Exactly reproduce each record listed below.

Stored records:
* * *

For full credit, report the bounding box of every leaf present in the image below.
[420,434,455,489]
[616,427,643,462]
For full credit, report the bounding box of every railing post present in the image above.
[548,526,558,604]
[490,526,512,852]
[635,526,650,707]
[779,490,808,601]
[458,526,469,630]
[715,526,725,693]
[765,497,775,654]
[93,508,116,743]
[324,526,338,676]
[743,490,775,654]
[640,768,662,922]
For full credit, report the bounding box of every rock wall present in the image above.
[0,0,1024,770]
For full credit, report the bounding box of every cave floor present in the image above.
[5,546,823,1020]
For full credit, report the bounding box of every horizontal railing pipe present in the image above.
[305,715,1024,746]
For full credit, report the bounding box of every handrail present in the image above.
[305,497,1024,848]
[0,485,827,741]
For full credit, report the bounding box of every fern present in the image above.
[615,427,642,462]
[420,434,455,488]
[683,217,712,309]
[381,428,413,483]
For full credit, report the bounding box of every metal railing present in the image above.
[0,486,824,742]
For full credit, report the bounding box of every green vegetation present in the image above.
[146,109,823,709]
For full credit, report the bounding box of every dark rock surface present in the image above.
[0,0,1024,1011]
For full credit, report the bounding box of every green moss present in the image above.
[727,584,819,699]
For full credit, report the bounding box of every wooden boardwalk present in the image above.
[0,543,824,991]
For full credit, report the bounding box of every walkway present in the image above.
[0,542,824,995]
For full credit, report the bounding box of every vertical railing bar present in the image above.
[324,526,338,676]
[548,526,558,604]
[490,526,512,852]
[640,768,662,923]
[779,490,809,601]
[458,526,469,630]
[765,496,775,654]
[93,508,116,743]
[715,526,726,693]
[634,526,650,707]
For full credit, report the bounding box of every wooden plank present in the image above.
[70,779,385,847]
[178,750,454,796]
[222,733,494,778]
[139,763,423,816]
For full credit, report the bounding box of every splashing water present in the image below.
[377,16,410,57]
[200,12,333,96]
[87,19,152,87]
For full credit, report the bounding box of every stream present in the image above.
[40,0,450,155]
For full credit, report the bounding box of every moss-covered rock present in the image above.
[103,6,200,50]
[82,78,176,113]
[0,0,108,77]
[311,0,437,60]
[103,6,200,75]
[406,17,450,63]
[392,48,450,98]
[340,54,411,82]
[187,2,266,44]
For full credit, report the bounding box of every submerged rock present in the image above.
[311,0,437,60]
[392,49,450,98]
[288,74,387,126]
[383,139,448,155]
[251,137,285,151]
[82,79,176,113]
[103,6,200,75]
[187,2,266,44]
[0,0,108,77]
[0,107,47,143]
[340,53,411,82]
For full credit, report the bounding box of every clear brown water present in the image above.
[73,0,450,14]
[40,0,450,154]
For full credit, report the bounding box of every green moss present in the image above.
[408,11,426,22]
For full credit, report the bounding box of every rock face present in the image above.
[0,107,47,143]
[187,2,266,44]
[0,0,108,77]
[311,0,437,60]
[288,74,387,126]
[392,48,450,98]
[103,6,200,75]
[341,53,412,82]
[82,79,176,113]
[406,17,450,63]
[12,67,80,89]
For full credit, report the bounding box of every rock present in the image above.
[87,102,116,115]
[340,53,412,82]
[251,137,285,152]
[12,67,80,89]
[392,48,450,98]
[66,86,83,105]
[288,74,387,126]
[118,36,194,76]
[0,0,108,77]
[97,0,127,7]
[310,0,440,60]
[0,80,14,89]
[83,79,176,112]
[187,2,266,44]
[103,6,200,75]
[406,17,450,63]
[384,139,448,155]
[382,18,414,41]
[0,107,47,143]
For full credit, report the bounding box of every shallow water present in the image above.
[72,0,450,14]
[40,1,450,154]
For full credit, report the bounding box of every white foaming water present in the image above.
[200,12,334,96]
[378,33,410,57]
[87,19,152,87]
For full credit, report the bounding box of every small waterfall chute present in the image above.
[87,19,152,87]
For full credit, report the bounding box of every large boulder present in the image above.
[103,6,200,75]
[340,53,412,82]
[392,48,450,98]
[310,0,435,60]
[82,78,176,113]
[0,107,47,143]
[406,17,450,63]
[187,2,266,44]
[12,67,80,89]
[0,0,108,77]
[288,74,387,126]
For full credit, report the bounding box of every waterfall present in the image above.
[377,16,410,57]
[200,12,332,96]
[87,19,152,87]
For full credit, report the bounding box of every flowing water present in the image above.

* * *

_RESULT OF THE TASK:_
For full credit, report the bounding box of every leaf present in the image below.
[420,434,455,489]
[616,427,643,462]
For full credit, report the bounding box of every railing post present in the image above.
[548,526,558,604]
[490,526,512,852]
[635,526,650,707]
[779,490,808,601]
[458,526,469,630]
[715,526,725,693]
[765,497,775,654]
[93,508,116,743]
[324,526,338,676]
[743,490,775,654]
[640,768,662,922]
For full credit, report the bounding box of every rock wall present in the image above.
[0,0,1024,770]
For full credit, report the bounding box of every cave floor present in the image above.
[5,546,823,1020]
For full credit, report the bounding box of every horizontal railing pipe present in the image above.
[305,715,1024,746]
For full credit, report the bounding box of every handrail present in the image above.
[305,497,1024,848]
[0,485,827,741]
For full credit, report the bounding box of every fern present in the image above.
[615,427,642,462]
[420,434,455,488]
[683,217,712,309]
[381,428,413,483]
For full credit, report the bounding box of every metal railing present in the image above.
[0,486,824,742]
For full credit, report the bounding box of every green vegetation present in the image above.
[146,109,823,709]
For full credit, report the bounding box of every dark rock surface present in the image above.
[0,0,1024,1011]
For full credit, report the bounding box of every green moss present in the image above.
[727,584,819,699]
For full credit, report the bounding box of every wooden boardwalk present in the image above.
[0,543,824,991]
For full credit, report the bounding box of every walkway present in the image above.
[0,542,824,995]
For full credit, report the bounding box of every vertical railing bar present in the image above.
[324,526,338,676]
[548,526,558,604]
[490,526,512,852]
[640,768,662,923]
[779,490,809,601]
[458,526,469,630]
[765,496,775,654]
[93,508,116,743]
[715,526,726,693]
[634,526,650,707]
For full credit, report the bounding box of every wooden plank present in the image above.
[70,779,385,847]
[178,750,454,796]
[222,733,494,778]
[139,763,423,816]
For full credit, report the bounding box of every splashing water present in the image below.
[377,16,410,57]
[200,12,333,96]
[87,19,152,87]
For full credit, report the bounding box of every stream present in the image above.
[40,0,450,155]
For full credit, report the bounding box of every moss-covered rock present in the image above.
[103,6,200,50]
[82,78,176,113]
[0,0,108,77]
[311,0,437,60]
[103,6,200,75]
[406,17,450,63]
[392,48,450,98]
[340,54,411,82]
[187,2,266,44]
For full credit, report the bounding box of every submerged rock present in the image above.
[311,0,437,60]
[392,49,450,98]
[288,74,387,126]
[383,139,448,155]
[251,137,285,151]
[82,79,176,113]
[103,6,200,75]
[187,2,266,44]
[0,0,108,77]
[0,107,47,143]
[340,53,411,82]
For full credit, report the bounding box of every clear brown water present in the image above.
[73,0,450,14]
[40,0,450,154]
For full credit, report the bounding box of every green moss present in the image above.
[408,11,426,22]
For full credit, report the bounding box of every rock face present in the image above.
[0,107,47,143]
[187,2,266,44]
[0,0,108,77]
[311,0,437,60]
[288,74,387,126]
[392,48,450,98]
[103,6,200,75]
[341,53,412,82]
[82,79,176,113]
[406,17,450,63]
[12,67,80,89]
For full credit, report the bounding box of every rock present in the image above.
[87,102,116,115]
[340,53,412,82]
[251,137,285,152]
[12,67,80,89]
[392,48,450,98]
[66,86,83,105]
[288,74,387,126]
[118,36,194,76]
[0,0,108,77]
[97,0,127,7]
[310,0,440,60]
[0,80,14,89]
[83,79,176,112]
[187,2,266,44]
[103,6,200,75]
[406,17,450,63]
[384,139,448,155]
[382,18,414,41]
[0,107,47,143]
For full credit, report the bounding box of every shallow water present in the image above.
[72,0,450,14]
[40,1,450,154]
For full credit, report the bounding box of every white foaming water present in the image above.
[200,12,334,96]
[378,33,410,57]
[87,19,152,87]
For full credit, report the bounding box of every small waterfall chute present in the image above.
[87,19,152,87]
For full credit, report the bounding box of every large boulder present in the image above.
[103,6,200,75]
[340,53,412,82]
[392,48,450,98]
[310,0,435,60]
[82,78,176,113]
[0,107,47,143]
[406,17,450,63]
[187,2,266,44]
[12,67,80,89]
[0,0,108,77]
[288,74,387,126]
For full credit, report the bounding box of every waterfall present in the image above.
[377,16,410,57]
[200,12,332,96]
[87,19,152,87]
For full credit, report the bounding box of every flowing water present in the image above.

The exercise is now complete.